• **TASK STATEMENT**
From the data below, keep only the lines that contain the string "wall" and copy them out. Matching is case-sensitive.

----

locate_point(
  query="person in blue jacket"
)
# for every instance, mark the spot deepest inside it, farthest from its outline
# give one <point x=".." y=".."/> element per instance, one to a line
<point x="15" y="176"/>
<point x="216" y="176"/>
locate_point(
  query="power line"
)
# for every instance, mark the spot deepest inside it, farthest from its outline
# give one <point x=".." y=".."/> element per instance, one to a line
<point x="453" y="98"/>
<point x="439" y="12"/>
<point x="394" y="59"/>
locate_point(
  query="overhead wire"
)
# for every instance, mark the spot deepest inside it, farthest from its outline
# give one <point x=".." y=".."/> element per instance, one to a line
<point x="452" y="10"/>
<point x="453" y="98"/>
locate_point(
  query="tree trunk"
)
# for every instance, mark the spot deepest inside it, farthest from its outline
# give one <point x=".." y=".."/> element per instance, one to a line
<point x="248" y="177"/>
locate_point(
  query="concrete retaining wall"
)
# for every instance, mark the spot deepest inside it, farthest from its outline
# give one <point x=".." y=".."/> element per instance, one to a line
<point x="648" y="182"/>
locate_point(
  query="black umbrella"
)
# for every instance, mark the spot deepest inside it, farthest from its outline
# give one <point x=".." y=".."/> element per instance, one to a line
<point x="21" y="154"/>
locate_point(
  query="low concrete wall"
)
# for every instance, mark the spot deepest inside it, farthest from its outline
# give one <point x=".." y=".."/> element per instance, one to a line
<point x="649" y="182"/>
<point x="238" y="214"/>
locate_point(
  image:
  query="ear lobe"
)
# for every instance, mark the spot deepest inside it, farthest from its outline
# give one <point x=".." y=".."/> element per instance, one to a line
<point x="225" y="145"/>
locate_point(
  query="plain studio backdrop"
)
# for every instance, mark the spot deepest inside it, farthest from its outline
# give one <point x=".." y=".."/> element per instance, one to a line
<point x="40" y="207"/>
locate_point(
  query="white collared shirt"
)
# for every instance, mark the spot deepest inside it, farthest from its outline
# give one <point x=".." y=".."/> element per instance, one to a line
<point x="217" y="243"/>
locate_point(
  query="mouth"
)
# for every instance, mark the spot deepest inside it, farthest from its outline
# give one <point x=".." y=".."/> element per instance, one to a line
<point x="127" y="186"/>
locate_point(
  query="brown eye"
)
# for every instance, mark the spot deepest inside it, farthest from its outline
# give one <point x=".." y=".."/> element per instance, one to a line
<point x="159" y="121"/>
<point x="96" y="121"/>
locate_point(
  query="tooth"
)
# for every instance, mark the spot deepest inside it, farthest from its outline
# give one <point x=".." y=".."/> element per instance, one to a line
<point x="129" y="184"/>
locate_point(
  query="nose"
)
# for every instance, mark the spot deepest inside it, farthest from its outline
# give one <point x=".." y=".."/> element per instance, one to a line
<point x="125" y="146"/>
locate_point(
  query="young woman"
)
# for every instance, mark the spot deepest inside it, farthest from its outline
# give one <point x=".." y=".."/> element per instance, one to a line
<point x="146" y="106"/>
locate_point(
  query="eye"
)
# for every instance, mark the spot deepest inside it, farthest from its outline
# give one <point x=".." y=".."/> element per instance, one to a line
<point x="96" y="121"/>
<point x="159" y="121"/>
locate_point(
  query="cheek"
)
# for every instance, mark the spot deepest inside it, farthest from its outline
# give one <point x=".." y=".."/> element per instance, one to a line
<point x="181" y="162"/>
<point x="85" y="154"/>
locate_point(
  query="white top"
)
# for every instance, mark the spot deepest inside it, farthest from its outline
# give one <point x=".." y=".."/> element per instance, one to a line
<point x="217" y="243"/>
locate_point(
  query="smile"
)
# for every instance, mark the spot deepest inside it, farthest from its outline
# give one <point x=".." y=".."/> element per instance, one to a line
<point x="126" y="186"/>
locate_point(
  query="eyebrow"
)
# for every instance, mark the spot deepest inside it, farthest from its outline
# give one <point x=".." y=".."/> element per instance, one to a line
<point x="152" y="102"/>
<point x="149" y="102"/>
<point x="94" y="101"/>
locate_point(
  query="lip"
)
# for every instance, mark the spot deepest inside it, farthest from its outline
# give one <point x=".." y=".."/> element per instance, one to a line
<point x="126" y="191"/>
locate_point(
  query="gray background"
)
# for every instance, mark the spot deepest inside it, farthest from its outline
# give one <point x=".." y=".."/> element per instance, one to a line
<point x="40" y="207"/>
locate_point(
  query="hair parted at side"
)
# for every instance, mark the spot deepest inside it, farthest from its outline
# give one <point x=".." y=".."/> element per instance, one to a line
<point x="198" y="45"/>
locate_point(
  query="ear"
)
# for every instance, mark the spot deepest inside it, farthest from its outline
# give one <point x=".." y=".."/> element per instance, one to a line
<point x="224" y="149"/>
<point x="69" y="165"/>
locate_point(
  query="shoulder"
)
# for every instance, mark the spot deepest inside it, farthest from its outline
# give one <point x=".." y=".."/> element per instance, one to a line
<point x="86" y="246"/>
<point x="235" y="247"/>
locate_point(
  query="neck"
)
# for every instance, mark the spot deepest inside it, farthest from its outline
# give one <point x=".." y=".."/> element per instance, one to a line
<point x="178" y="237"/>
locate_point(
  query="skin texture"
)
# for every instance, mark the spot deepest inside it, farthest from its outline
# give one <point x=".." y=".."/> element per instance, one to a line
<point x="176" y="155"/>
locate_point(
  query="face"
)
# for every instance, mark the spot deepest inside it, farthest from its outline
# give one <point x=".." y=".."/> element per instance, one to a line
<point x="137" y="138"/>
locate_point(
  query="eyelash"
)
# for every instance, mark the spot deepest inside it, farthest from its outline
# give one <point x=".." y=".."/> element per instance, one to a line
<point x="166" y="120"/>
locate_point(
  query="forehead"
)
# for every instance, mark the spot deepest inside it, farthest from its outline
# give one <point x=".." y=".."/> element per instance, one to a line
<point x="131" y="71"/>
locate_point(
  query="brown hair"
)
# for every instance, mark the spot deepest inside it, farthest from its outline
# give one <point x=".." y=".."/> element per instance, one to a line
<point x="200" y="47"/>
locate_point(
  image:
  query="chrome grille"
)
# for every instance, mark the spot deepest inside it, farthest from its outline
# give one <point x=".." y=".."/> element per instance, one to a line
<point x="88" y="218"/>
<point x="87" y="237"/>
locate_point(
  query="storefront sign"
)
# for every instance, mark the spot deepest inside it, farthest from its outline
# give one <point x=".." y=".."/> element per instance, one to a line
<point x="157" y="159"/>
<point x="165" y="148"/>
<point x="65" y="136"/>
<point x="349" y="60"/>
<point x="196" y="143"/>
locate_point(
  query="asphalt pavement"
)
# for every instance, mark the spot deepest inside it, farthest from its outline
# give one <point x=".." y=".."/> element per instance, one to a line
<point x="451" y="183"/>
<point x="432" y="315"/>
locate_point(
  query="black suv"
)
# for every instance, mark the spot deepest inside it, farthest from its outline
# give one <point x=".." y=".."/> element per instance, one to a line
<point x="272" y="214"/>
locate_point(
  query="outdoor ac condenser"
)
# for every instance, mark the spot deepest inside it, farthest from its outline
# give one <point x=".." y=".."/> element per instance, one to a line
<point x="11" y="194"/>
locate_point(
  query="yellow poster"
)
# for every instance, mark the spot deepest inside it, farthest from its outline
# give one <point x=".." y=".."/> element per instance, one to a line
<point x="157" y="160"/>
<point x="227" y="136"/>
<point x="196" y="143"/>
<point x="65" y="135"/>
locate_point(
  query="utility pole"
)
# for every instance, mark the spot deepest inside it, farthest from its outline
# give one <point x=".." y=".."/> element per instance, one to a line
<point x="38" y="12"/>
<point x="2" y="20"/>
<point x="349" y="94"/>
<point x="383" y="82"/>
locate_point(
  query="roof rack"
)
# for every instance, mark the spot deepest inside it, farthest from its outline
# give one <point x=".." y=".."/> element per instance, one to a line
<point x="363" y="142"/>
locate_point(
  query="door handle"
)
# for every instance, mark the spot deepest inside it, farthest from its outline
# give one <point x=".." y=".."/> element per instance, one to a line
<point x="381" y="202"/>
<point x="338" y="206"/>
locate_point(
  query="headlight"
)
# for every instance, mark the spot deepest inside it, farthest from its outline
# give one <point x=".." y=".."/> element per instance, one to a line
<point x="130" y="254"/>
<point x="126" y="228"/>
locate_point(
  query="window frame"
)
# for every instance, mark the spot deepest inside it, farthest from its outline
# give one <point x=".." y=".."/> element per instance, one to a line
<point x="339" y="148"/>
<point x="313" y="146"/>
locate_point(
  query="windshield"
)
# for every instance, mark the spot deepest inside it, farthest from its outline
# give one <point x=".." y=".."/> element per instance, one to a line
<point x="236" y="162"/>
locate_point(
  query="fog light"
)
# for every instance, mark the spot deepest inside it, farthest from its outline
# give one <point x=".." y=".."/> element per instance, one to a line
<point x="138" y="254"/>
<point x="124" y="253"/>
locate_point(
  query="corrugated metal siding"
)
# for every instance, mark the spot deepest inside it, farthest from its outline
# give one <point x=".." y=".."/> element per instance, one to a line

----

• **SOLUTION TO THE PROBLEM**
  query="concrete retaining wall"
  query="low concrete wall"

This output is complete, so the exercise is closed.